4.1.2. Compared Methods

In order to illustrate the superiority of the proposed DGRAD-LRR algorithms, ten advanced methods were selected for comparison in this article, and they include Reed-Xiaoli (RX), guided AE-based detector (GAED), collaboration representation detector (CRD), non-negative constrained joint collaborative representation (NJCR), low-rank and sparse representation (LRASR), graph and total variation regularized LRR (GTVLRR), anti-noise hierarchical mutual-incoherence-induced discriminative learning (AHMID), low-rank and sparse decomposition with mixture of gaussian (LSDM-MoG) and generalized nonconvex low-rank tensor representation (GNLTR).

(1) RX [31]: the most classic HAD method is RX, and it is based on the idea of statistics. It adopts the mean vector and covariance matrix to denote the backgrounds of an HSI, and it leverages the Mahalanobis distance to evaluate the anomaly score of each pixel.

(2) CRD [57]: CRD is the most representative CR detector, and it leverages a distance-weighted regularization and the sum-to-one constraint to optimize the CR model.

(Stored items)

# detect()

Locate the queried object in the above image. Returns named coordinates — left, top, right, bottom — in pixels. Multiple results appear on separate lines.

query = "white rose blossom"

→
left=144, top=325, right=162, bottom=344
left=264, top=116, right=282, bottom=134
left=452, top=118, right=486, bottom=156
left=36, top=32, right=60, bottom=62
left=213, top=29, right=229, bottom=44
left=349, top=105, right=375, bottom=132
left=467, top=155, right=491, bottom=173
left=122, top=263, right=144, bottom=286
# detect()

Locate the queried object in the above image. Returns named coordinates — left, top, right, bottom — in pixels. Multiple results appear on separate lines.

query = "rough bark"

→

# Instructions for the task
In the compared-methods text, what does RX use to evaluate the anomaly score of each pixel?

# Exercise response
The Mahalanobis distance.